## begin INFORMATION GIVEN

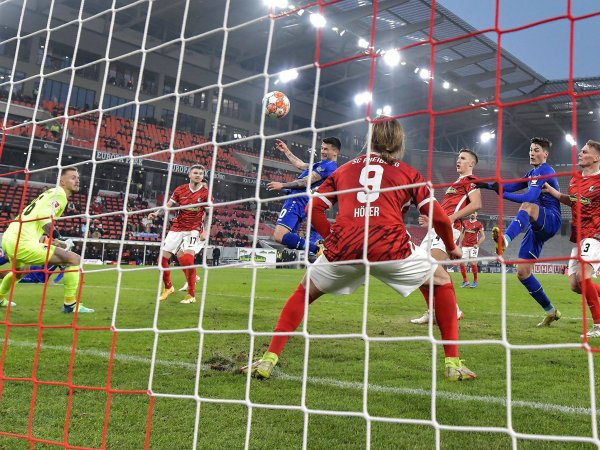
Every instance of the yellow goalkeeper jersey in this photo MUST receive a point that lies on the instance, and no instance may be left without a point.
(38, 213)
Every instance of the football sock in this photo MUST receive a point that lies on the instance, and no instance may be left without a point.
(537, 292)
(519, 223)
(425, 291)
(187, 259)
(591, 297)
(463, 271)
(71, 281)
(474, 270)
(289, 319)
(164, 263)
(445, 314)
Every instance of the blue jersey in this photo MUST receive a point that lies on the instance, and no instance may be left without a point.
(534, 193)
(324, 168)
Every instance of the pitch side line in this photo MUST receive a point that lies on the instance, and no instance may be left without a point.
(547, 407)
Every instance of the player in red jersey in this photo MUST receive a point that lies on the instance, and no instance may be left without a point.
(370, 205)
(461, 199)
(584, 200)
(187, 234)
(471, 238)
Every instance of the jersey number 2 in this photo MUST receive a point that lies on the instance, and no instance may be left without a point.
(370, 177)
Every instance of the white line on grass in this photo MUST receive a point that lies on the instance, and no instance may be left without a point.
(547, 407)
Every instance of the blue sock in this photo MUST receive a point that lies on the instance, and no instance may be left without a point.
(537, 292)
(293, 241)
(519, 223)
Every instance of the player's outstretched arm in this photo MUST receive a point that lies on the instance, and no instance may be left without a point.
(296, 162)
(563, 198)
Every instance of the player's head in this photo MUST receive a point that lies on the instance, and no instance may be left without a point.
(387, 139)
(466, 161)
(196, 173)
(589, 154)
(69, 180)
(330, 148)
(539, 149)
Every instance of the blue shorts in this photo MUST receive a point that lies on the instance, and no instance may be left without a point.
(292, 214)
(546, 226)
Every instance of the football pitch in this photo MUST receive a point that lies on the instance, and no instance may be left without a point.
(531, 381)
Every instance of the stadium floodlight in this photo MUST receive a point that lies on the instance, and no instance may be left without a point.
(486, 136)
(288, 75)
(424, 74)
(317, 20)
(362, 98)
(391, 57)
(276, 3)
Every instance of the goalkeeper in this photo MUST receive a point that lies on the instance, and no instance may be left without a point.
(21, 241)
(539, 217)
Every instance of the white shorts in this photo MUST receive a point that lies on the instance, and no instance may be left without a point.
(404, 276)
(470, 252)
(590, 251)
(435, 241)
(184, 241)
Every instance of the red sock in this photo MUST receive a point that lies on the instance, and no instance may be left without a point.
(425, 291)
(289, 319)
(591, 296)
(164, 263)
(445, 314)
(463, 271)
(474, 269)
(187, 259)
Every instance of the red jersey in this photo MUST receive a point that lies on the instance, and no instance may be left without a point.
(586, 189)
(471, 233)
(189, 219)
(387, 236)
(457, 196)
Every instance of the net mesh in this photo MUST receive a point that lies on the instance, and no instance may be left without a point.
(141, 374)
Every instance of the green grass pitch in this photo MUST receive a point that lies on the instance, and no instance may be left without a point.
(334, 409)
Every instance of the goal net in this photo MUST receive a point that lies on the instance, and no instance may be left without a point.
(133, 93)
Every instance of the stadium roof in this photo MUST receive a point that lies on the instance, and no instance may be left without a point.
(464, 76)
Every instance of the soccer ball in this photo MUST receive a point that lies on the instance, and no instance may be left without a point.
(276, 105)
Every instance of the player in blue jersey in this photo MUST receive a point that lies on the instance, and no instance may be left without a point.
(292, 214)
(539, 217)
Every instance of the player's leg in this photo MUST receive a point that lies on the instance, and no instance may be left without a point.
(473, 254)
(438, 252)
(286, 227)
(580, 279)
(463, 267)
(444, 303)
(324, 278)
(72, 277)
(170, 247)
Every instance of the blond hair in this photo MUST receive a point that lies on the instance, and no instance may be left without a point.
(387, 139)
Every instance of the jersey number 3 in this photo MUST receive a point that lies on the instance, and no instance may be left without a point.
(370, 177)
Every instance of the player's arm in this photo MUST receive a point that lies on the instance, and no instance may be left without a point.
(296, 184)
(563, 198)
(473, 206)
(481, 238)
(155, 214)
(320, 204)
(296, 162)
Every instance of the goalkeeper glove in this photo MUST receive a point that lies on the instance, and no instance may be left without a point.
(485, 185)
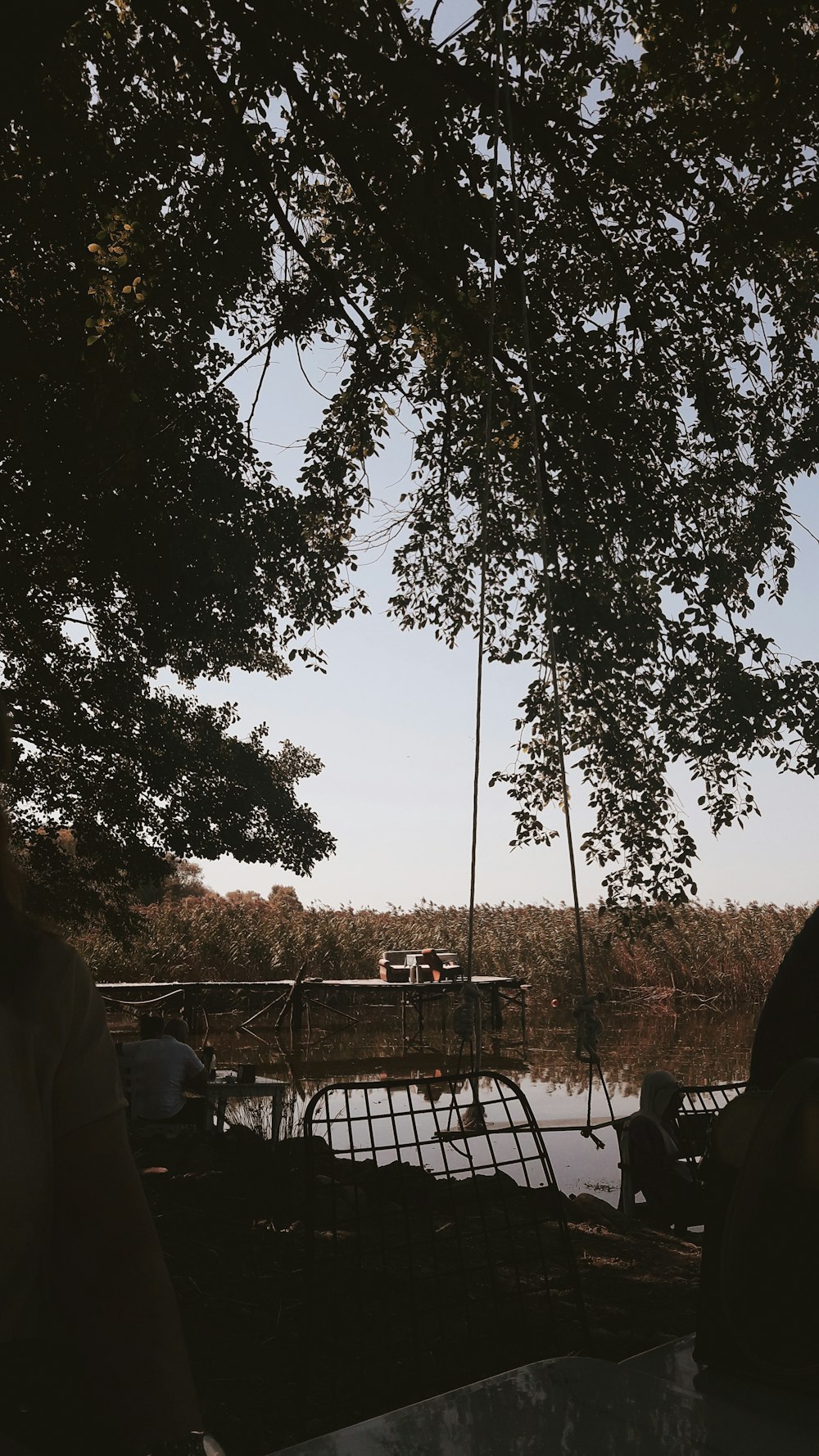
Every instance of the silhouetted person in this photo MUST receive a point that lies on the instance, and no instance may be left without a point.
(654, 1155)
(789, 1023)
(164, 1068)
(85, 1296)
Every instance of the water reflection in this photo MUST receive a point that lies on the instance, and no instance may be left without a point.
(697, 1046)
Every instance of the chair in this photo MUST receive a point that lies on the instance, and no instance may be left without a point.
(691, 1126)
(429, 1200)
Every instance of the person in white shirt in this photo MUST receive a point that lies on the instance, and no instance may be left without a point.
(162, 1070)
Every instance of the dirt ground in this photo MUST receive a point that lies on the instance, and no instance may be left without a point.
(293, 1334)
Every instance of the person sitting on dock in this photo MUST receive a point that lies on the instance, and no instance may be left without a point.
(654, 1154)
(164, 1068)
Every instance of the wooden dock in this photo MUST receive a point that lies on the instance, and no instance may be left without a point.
(349, 999)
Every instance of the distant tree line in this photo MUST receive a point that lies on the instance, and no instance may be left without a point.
(699, 951)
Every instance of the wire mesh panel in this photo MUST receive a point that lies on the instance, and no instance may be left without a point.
(436, 1231)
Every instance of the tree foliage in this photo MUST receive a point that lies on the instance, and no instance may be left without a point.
(323, 172)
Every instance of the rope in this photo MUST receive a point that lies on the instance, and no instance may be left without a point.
(153, 1001)
(589, 1024)
(545, 550)
(486, 485)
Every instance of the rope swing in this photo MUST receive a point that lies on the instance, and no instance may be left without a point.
(586, 1005)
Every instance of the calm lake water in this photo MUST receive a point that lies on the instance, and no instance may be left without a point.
(699, 1046)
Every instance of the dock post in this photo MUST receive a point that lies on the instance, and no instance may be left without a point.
(192, 1008)
(495, 1010)
(296, 1010)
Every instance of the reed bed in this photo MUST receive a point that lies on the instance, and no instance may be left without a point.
(691, 951)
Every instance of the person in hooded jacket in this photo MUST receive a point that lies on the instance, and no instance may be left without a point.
(658, 1168)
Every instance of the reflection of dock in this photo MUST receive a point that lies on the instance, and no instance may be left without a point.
(350, 999)
(419, 1065)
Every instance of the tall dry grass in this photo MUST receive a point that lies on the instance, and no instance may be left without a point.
(729, 951)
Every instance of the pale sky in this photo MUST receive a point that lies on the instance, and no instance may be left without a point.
(392, 722)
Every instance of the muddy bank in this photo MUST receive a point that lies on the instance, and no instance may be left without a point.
(387, 1300)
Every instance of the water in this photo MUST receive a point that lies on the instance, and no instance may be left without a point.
(699, 1046)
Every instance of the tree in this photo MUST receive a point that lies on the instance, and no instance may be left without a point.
(323, 172)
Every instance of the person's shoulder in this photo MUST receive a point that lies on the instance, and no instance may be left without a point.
(57, 967)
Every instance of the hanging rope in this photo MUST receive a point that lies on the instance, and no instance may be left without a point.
(484, 495)
(589, 1024)
(544, 542)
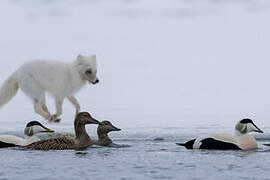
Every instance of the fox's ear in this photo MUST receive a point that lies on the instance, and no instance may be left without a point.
(79, 56)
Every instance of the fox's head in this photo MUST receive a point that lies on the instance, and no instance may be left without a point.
(87, 67)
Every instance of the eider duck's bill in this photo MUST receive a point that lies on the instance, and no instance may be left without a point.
(46, 130)
(256, 129)
(115, 128)
(94, 121)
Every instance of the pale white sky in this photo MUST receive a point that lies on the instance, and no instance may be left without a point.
(161, 63)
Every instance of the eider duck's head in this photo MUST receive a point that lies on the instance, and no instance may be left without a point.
(35, 127)
(83, 118)
(247, 125)
(106, 127)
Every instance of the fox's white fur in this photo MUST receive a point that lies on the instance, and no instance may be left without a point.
(60, 79)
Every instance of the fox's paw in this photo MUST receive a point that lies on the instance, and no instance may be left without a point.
(54, 118)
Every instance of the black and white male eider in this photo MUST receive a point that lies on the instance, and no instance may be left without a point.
(30, 131)
(224, 141)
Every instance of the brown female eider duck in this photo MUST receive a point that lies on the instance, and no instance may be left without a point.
(30, 131)
(81, 141)
(103, 129)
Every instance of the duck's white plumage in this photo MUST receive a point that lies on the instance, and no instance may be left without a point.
(30, 131)
(225, 141)
(18, 141)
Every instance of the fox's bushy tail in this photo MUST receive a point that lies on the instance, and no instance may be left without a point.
(8, 90)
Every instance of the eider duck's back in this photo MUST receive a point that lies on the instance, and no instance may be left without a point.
(247, 142)
(10, 141)
(53, 144)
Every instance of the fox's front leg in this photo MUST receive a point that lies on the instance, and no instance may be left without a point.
(75, 103)
(59, 111)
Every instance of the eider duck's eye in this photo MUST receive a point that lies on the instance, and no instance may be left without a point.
(89, 71)
(245, 121)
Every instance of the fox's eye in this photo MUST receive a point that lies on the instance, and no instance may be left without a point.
(89, 71)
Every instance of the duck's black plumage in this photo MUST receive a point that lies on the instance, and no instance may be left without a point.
(211, 143)
(4, 145)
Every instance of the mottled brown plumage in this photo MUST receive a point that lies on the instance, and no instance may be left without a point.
(81, 141)
(103, 129)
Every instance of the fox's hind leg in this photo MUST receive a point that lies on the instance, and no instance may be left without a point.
(75, 103)
(33, 90)
(58, 105)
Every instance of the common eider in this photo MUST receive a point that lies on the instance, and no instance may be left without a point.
(30, 131)
(103, 129)
(81, 141)
(225, 141)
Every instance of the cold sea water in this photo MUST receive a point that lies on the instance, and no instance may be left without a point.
(146, 153)
(169, 70)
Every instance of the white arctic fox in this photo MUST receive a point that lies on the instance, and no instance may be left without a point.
(60, 79)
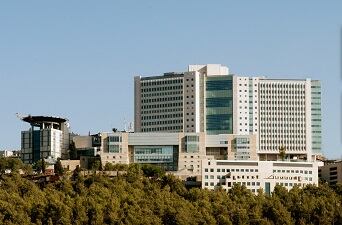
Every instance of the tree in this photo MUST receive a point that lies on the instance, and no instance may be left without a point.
(282, 153)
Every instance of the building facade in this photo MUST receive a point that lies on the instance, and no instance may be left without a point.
(331, 172)
(180, 153)
(257, 175)
(48, 137)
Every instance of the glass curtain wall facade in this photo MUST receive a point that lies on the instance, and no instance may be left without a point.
(219, 105)
(162, 103)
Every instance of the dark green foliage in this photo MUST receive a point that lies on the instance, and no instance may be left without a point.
(145, 195)
(58, 168)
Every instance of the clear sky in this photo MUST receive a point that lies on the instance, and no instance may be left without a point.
(77, 59)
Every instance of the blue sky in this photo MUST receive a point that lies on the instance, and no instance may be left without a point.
(77, 59)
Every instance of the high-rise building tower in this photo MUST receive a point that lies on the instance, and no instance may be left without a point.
(175, 102)
(281, 112)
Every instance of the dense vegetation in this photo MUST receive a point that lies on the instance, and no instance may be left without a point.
(145, 195)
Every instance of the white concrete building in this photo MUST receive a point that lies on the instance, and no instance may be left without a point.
(258, 174)
(281, 112)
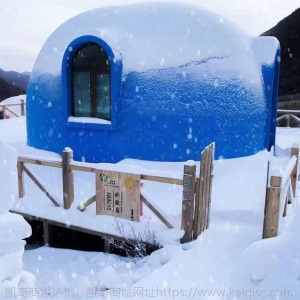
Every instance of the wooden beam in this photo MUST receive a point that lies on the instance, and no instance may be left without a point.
(22, 108)
(40, 186)
(162, 179)
(188, 198)
(294, 151)
(82, 168)
(40, 162)
(272, 208)
(69, 226)
(46, 233)
(86, 203)
(68, 179)
(210, 180)
(155, 209)
(20, 168)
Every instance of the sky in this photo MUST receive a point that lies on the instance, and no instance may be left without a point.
(26, 25)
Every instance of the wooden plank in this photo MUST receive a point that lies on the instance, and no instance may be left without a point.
(272, 208)
(210, 179)
(20, 168)
(22, 108)
(40, 162)
(203, 191)
(293, 176)
(197, 210)
(155, 209)
(82, 168)
(40, 186)
(46, 233)
(162, 179)
(118, 194)
(69, 226)
(188, 201)
(12, 112)
(86, 203)
(68, 180)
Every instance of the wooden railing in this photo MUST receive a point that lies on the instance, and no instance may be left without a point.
(289, 116)
(281, 189)
(196, 191)
(5, 108)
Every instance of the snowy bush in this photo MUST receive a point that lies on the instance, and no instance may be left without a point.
(136, 244)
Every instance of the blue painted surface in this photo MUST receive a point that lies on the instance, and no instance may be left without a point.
(166, 114)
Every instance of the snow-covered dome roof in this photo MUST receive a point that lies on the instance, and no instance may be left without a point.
(150, 35)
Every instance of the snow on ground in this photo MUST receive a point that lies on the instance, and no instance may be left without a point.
(228, 261)
(14, 100)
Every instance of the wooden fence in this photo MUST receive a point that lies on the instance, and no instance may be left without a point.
(5, 108)
(289, 117)
(281, 189)
(196, 190)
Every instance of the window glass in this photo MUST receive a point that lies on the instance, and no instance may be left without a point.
(91, 83)
(103, 96)
(81, 94)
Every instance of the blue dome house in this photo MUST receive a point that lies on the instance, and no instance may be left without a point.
(153, 81)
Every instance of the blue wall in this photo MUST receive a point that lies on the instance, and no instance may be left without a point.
(166, 115)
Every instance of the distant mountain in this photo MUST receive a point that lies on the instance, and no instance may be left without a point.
(7, 90)
(19, 80)
(287, 32)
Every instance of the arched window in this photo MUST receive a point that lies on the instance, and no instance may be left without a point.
(91, 82)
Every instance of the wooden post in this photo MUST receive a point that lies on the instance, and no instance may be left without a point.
(22, 108)
(20, 179)
(203, 191)
(68, 181)
(272, 208)
(294, 151)
(210, 179)
(188, 199)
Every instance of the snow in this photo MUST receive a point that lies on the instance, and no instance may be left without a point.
(13, 228)
(229, 258)
(84, 120)
(207, 35)
(14, 100)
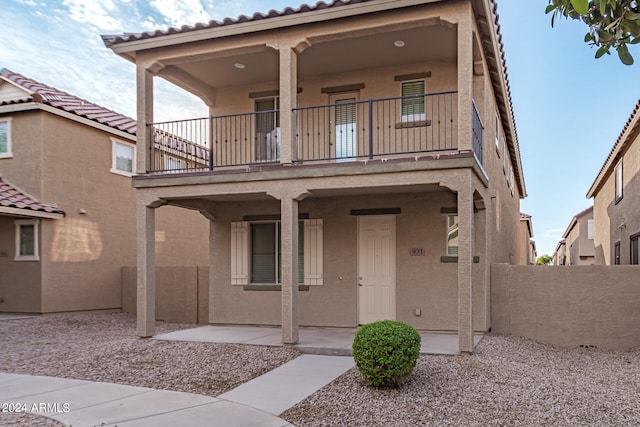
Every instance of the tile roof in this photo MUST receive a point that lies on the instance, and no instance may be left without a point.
(44, 94)
(110, 40)
(632, 123)
(11, 197)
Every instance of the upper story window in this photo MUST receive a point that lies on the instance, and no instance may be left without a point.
(5, 138)
(123, 157)
(27, 240)
(413, 108)
(452, 235)
(498, 132)
(619, 186)
(634, 249)
(267, 124)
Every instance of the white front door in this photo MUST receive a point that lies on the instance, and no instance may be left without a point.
(376, 268)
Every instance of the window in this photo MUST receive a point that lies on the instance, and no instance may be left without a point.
(498, 132)
(27, 240)
(452, 235)
(266, 254)
(413, 101)
(634, 249)
(256, 256)
(267, 129)
(590, 229)
(5, 138)
(618, 181)
(123, 157)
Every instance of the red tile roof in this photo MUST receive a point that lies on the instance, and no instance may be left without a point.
(11, 197)
(58, 99)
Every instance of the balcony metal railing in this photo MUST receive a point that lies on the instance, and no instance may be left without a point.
(345, 131)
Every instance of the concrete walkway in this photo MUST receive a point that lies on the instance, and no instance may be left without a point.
(255, 403)
(325, 341)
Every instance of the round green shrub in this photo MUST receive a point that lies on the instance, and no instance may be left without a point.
(386, 351)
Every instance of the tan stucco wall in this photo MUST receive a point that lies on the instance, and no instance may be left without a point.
(609, 216)
(422, 282)
(27, 136)
(568, 306)
(182, 293)
(81, 254)
(580, 249)
(19, 280)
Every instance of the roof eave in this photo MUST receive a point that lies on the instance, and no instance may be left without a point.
(188, 35)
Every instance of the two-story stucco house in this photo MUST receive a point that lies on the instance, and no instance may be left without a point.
(360, 162)
(577, 245)
(616, 198)
(526, 253)
(67, 208)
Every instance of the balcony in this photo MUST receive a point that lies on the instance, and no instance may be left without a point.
(346, 131)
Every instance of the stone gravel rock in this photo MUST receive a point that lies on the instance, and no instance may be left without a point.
(104, 347)
(508, 381)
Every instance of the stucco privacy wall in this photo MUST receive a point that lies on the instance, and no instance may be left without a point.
(569, 305)
(182, 293)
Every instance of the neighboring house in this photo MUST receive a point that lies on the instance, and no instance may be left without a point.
(616, 198)
(526, 250)
(577, 241)
(67, 208)
(360, 162)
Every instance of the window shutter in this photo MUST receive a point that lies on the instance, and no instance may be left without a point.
(240, 253)
(313, 252)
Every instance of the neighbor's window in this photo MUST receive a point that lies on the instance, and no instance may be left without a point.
(266, 254)
(590, 229)
(619, 181)
(498, 132)
(413, 101)
(5, 138)
(27, 240)
(123, 157)
(452, 235)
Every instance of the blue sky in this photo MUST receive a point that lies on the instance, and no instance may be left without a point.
(569, 107)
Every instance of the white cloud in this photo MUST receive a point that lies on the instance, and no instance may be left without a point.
(181, 12)
(96, 14)
(554, 232)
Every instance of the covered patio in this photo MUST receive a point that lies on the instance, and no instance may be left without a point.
(323, 341)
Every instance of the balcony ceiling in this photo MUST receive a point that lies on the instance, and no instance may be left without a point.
(428, 43)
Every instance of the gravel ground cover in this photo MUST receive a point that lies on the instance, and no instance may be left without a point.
(104, 347)
(508, 381)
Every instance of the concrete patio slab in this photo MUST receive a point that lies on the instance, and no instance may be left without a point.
(9, 316)
(88, 403)
(323, 341)
(280, 389)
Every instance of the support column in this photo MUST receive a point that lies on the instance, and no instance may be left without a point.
(146, 310)
(465, 266)
(289, 249)
(144, 82)
(288, 102)
(465, 82)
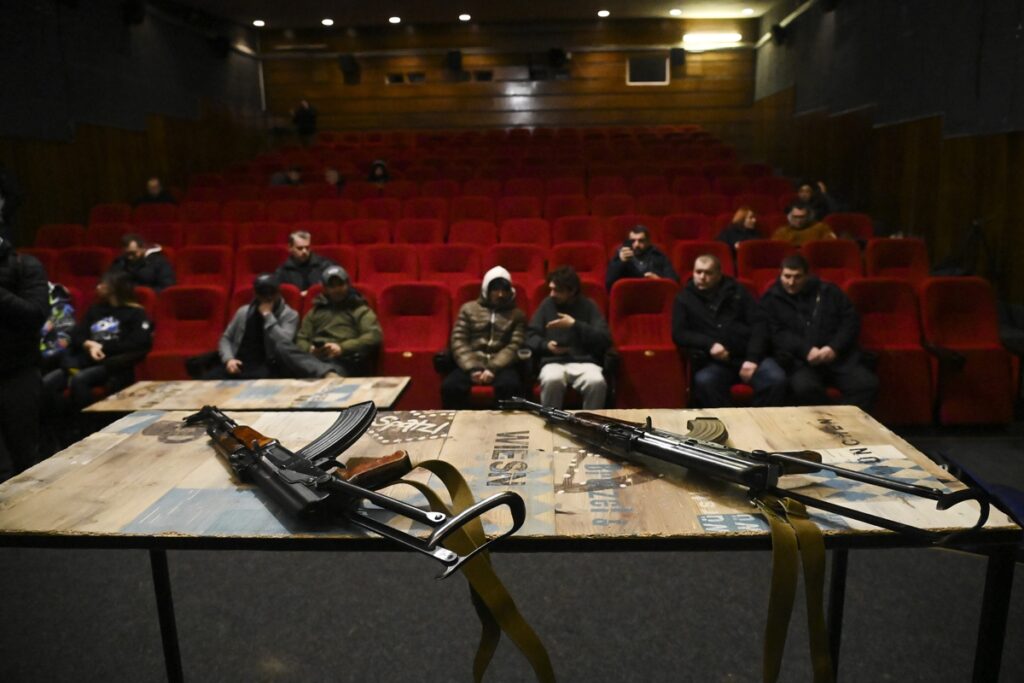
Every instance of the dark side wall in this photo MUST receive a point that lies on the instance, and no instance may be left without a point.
(911, 112)
(92, 107)
(908, 59)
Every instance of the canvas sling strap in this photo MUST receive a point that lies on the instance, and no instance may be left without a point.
(491, 599)
(796, 541)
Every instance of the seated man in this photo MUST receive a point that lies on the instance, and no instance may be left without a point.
(638, 258)
(814, 330)
(339, 336)
(156, 194)
(725, 331)
(802, 227)
(569, 337)
(485, 342)
(302, 267)
(250, 344)
(144, 263)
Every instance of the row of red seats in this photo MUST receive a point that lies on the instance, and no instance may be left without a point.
(954, 313)
(378, 264)
(449, 211)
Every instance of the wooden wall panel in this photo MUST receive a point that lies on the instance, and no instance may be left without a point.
(908, 177)
(64, 180)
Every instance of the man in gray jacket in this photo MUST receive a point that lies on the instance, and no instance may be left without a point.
(249, 345)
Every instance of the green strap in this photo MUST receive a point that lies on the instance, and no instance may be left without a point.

## end INFORMATION GIVEN

EXERCISE GOAL
Return, word for word, each line from the line that contains "Every instance of the row" to the end of the listing above; include both end lines and nothing else.

EXERCISE ANSWER
Every instance of the row of red seats in this photo MUST receive a point that lies on the instance, and no instance may be left without a point.
(954, 313)
(378, 264)
(449, 211)
Every instance of the wooden wall panel in this photo MUST receive a point that lies on the instance, and no instance may be left without a point.
(908, 177)
(64, 180)
Every instance of the man in gray jacket in this photo MUST receive a point that lies on the instance, and no instance may be left without a point.
(249, 345)
Every instance of the green strap in this photo MUST receive a point that lies on the instance, and no instance may be left without a point.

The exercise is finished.